- _EXERCISE PROMPT_: Filter the rows below and copy out each line that contains the word "every".

*** DATA SHOWN ***

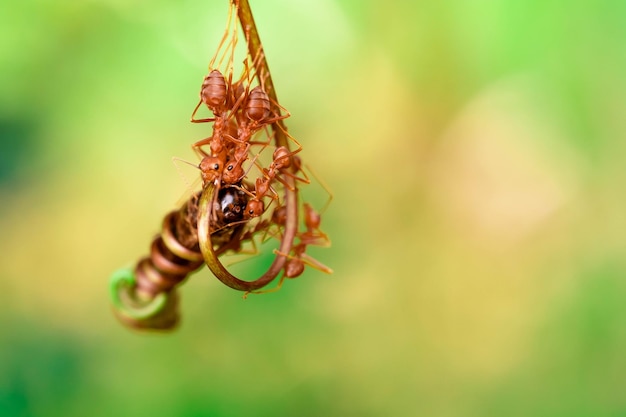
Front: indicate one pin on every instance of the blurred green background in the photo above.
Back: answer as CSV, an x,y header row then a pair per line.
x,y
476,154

***
*** DATA SHOWN ***

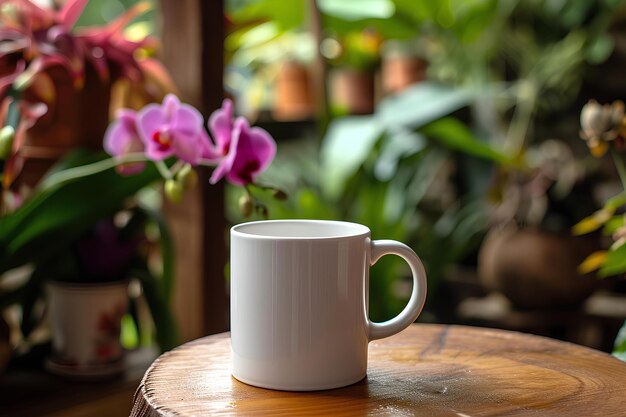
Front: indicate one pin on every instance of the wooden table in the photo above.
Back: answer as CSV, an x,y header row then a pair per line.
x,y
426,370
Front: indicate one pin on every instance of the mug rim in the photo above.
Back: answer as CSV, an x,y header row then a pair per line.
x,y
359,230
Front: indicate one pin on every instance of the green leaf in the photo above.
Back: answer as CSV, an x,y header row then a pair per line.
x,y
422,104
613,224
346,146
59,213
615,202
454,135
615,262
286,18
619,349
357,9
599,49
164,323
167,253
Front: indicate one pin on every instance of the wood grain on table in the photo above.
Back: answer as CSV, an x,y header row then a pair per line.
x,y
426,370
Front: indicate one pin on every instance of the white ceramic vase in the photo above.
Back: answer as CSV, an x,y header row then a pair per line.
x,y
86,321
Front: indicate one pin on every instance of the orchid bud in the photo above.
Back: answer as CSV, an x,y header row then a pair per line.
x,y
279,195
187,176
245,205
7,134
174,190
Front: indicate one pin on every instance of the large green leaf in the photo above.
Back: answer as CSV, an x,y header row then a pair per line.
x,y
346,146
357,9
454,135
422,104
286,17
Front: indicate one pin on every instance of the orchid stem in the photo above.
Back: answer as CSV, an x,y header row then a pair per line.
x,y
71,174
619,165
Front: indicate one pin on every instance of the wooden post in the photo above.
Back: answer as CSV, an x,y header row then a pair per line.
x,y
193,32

***
*** DATA SHOWN ***

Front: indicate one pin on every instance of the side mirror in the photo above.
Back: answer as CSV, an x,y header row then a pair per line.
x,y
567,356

***

- _RESULT_:
Front: indicate one pin on every instance of the blurred green background in the photo above.
Front: indicate one pin on every instance of the wooden table in the photo above.
Front: indicate one pin on every instance of the mug rim in the photo above.
Front: indicate one pin on every instance of the green leaf in the photo above.
Front: indicate one pin on every instance of the wood grain on table in the photo above.
Front: indicate one pin on every instance of the white ceramic vase in the photo above.
Front: indicate one pin on every instance of the orchid bud in the photo above.
Front: indicate one pin on every instance of the large green leaf in the photo above.
Front: indicate one pin on every instance of the orchid stem in the photo above.
Front: indicate one pin on every instance of the wooden post in the photo above.
Front: indicate one pin on every instance of the side mirror in the photo above.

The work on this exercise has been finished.